Extracted data entries
---

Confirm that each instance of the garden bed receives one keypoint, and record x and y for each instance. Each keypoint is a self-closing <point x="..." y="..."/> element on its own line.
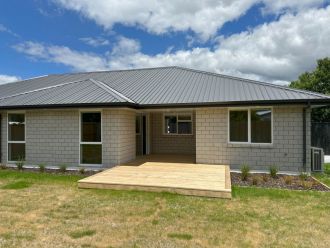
<point x="280" y="181"/>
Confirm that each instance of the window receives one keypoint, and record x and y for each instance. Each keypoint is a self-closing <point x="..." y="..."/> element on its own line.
<point x="261" y="126"/>
<point x="90" y="138"/>
<point x="253" y="125"/>
<point x="239" y="126"/>
<point x="178" y="124"/>
<point x="16" y="137"/>
<point x="138" y="124"/>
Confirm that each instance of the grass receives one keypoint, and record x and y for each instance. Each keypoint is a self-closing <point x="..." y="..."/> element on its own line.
<point x="16" y="185"/>
<point x="82" y="233"/>
<point x="180" y="236"/>
<point x="324" y="177"/>
<point x="53" y="212"/>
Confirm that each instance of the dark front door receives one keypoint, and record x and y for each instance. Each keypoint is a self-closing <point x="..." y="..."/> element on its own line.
<point x="144" y="135"/>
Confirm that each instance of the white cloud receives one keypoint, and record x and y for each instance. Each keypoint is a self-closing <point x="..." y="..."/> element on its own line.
<point x="159" y="17"/>
<point x="8" y="79"/>
<point x="203" y="17"/>
<point x="125" y="46"/>
<point x="4" y="29"/>
<point x="80" y="61"/>
<point x="95" y="42"/>
<point x="275" y="52"/>
<point x="280" y="6"/>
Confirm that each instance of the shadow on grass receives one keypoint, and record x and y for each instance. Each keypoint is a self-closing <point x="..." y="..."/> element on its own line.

---

Copy all of the items above word for word, leaving the pictures out of your copy.

Confirm that each instance of the garden bed receives one keypoint, and record x and y for each instance. Each keypoint is a self-closing <point x="..." y="..."/> element on its own line.
<point x="280" y="181"/>
Confirm that each instance of the window receives one keypoint, and record x and y for each instance. Each keypoint is a self-closing <point x="..." y="..."/> element on its own line.
<point x="261" y="126"/>
<point x="90" y="138"/>
<point x="253" y="125"/>
<point x="239" y="126"/>
<point x="178" y="124"/>
<point x="16" y="137"/>
<point x="138" y="124"/>
Confirm that each instance of the grass receives one keypoint, and record x and y for each instance. Each keypoint is a self-closing <point x="..." y="..."/> element on its own line.
<point x="16" y="185"/>
<point x="82" y="233"/>
<point x="180" y="236"/>
<point x="324" y="177"/>
<point x="53" y="212"/>
Confirm that each instance of the dark front door receives one keypoint, and record x and y for each instance. Each keypoint is a self-closing <point x="..." y="..."/> element on its own line.
<point x="144" y="135"/>
Confirm that each instance of the white cloud receives one keypoint, and record x and y for each instance. Each keypoint is a self-closing <point x="..." y="..."/> element on its own line.
<point x="159" y="17"/>
<point x="8" y="79"/>
<point x="203" y="17"/>
<point x="125" y="46"/>
<point x="4" y="29"/>
<point x="80" y="61"/>
<point x="95" y="42"/>
<point x="275" y="52"/>
<point x="280" y="6"/>
Confirm that each instance of the shadow on grass receives one keypoint, and record x and y for each instance. Each keypoint is a self-closing <point x="..." y="..."/> element on its own line.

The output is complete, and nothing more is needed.